■ **INFORMATION SUPPLIED**:
----------------

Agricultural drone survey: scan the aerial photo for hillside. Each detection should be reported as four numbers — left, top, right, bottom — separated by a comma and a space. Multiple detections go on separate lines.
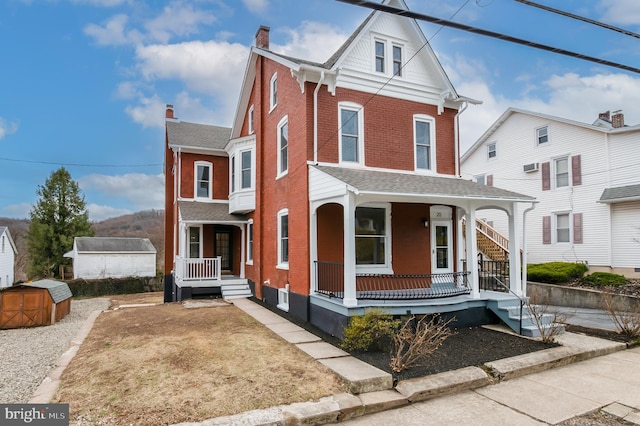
0, 210, 165, 281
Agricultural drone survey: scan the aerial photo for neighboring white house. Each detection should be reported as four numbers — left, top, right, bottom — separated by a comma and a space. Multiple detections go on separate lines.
461, 108, 640, 278
64, 237, 157, 279
0, 226, 17, 287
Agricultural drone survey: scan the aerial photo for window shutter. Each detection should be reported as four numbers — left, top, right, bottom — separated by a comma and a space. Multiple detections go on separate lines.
486, 175, 493, 186
542, 216, 551, 244
573, 213, 583, 244
541, 162, 550, 191
572, 155, 582, 186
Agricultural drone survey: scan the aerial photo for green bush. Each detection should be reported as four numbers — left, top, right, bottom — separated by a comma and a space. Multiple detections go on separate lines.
527, 262, 588, 284
341, 308, 401, 352
66, 277, 162, 298
581, 272, 629, 287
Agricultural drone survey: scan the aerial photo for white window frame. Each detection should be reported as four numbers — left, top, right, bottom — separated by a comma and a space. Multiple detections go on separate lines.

----------------

Output the data above in full. Skip every picture.

■ **ANSWER SECTION**:
Agricultural drone survey: scan the aerial photo for hillside. Each detection should be reported as four numbers — left, top, right, bottom — separated by a comma and a space. Multiple detections go on separate lines.
0, 210, 165, 281
Agricultural drone survey: scan the aerial photo for neighboring white house. Each detection should be reported as four numbers — left, top, right, bottom — separated by a comma and a space. Multiple detections go on separate lines.
461, 108, 640, 278
64, 237, 157, 279
0, 226, 17, 287
Agricultural drone survey: scan the aerial photo for window shutter. Each detection should be reported as four numbers — left, top, right, bottom — separated by a comma and a space. Multiple detections go on separate lines.
486, 175, 493, 186
542, 216, 551, 244
573, 213, 583, 244
541, 162, 550, 191
572, 155, 582, 186
Agricultural drone survey: scan the aerial photo for green bush. Each detection should be reported as four numbers — left, top, right, bottom — separated by a comma and a space. Multiple detections go on separate lines.
527, 262, 588, 284
341, 308, 401, 352
66, 277, 162, 298
581, 272, 629, 287
Agricultural drone survey: scan the aerial photo for white window frame. Each detection should be reported as four numbers — left, top, right, bottom — separated by a comma and a space. Multiple detections go on separate lines.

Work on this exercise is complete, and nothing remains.